## start RECORDS SHOWN

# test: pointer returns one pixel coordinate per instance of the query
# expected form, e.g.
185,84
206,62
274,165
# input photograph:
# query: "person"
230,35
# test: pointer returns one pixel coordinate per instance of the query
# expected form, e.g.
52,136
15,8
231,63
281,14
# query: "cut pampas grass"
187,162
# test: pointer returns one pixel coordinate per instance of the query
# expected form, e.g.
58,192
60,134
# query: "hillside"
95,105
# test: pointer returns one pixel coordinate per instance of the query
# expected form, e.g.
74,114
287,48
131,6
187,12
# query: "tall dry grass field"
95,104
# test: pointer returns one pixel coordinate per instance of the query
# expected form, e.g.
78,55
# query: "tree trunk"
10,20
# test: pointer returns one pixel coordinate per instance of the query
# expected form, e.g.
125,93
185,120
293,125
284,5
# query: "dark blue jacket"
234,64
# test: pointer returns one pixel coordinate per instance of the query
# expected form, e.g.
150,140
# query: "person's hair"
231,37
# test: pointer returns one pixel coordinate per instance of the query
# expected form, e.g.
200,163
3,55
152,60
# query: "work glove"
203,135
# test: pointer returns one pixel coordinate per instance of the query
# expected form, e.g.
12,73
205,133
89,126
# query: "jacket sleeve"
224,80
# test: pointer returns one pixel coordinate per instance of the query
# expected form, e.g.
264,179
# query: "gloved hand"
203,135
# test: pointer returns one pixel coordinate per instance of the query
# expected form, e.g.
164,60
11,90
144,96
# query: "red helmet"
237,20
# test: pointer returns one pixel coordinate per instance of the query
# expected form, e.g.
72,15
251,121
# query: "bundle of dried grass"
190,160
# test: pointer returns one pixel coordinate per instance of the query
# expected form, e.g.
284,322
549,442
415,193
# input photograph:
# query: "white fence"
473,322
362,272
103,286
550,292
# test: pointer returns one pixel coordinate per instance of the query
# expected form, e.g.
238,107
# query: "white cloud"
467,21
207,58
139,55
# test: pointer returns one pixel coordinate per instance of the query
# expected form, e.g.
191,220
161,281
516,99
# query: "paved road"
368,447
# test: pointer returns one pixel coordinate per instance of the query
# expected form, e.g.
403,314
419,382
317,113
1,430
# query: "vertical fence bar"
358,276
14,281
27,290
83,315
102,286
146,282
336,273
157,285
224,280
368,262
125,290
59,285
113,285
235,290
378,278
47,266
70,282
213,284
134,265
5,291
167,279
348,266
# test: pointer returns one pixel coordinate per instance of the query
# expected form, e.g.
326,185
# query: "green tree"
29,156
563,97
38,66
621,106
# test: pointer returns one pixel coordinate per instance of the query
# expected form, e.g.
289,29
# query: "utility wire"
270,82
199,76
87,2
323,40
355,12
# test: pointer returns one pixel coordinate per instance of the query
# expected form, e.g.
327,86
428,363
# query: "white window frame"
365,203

## end RECORDS SHOWN

* [DO THIS]: Return all of the data precisely as it appears.

* [EXERCISE RESPONSE]:
# test: pointer returns one pixel coordinate per instance of the query
# expected form, e.g.
185,84
206,62
274,165
# input photograph:
# query: "person"
230,35
# test: pointer returns one pixel coordinate per instance of the query
# expected form, e.g.
52,136
15,8
231,63
281,14
# query: "cut pampas grass"
187,162
# test: pointer returns one pixel coordinate per instance of the query
# expected form, e.g.
58,192
60,134
# query: "hillside"
95,105
# test: pointer returns one pixel coordinate per instance of the query
# expected form, e.g.
74,114
287,48
131,6
187,12
# query: "tall dry grass field"
95,104
# test: pointer returns one pixel coordinate per instance of the query
# expected form, e.g.
78,55
# query: "tree trunk"
10,20
# test: pointer returns one pixel coordinate per instance of the query
# expected form, e.g.
125,93
185,120
293,125
284,5
# query: "dark blue jacket"
234,64
# test: pointer returns one pixel coordinate per instance of the query
# expected form, e.g.
150,140
# query: "person's hair"
231,37
# test: pointer returns one pixel coordinate per instance of the query
# expected form, e.g.
200,163
3,55
152,60
# query: "work glove"
203,135
# test: pointer returns one pixel coordinate per instance of the query
# expected form, e.g.
12,73
205,133
89,126
# query: "jacket sleeve"
224,80
# test: pointer returns one pixel coordinate per instance of the query
# expected form, e.g.
264,179
# query: "gloved hand"
203,135
# test: pointer returns one pixel coordinate per instance of the query
# expected form, e.g.
164,60
11,90
144,96
# query: "red helmet"
237,20
# test: pointer returns one pixel coordinate per instance of the query
# expected form, e.g.
72,15
251,121
# query: "bundle of dried grass"
190,160
# test: pointer returns one pixel coordinate per instance of the query
# expected form, e.g.
284,322
549,442
415,193
# input photograph:
# query: "white fence"
473,322
362,272
103,286
550,292
# test: pointer returns one pixel coordinate per instance of the query
# expected form, e.g.
238,107
# query: "white cloud"
467,21
207,58
139,55
# test: pointer returns one pixel coordinate per instance of the query
# expected form, e.g.
191,220
161,281
516,99
# query: "paved road"
368,447
# test: pointer returns one pixel coordinate per instance of the query
# expected form, e.g.
403,314
419,382
317,113
1,430
# query: "vertical fence bar"
358,276
14,281
27,290
83,315
102,286
146,282
336,273
157,285
224,280
368,262
125,290
59,285
113,285
235,290
378,278
47,266
70,282
213,284
134,265
5,291
167,279
348,266
# test: pointer returns one pixel coordinate per instance of the query
# expected form, e.g.
326,185
# query: "green tree"
29,156
563,97
38,66
621,106
# test: pointer returns one pixel coordinate per instance of the query
# expected form, e.g.
289,29
# query: "utility wire"
270,82
199,76
87,2
323,40
355,12
# test: pointer returns one pixel coordinate per instance of the query
# expected form, e.g.
327,86
428,363
# query: "white window frame"
365,203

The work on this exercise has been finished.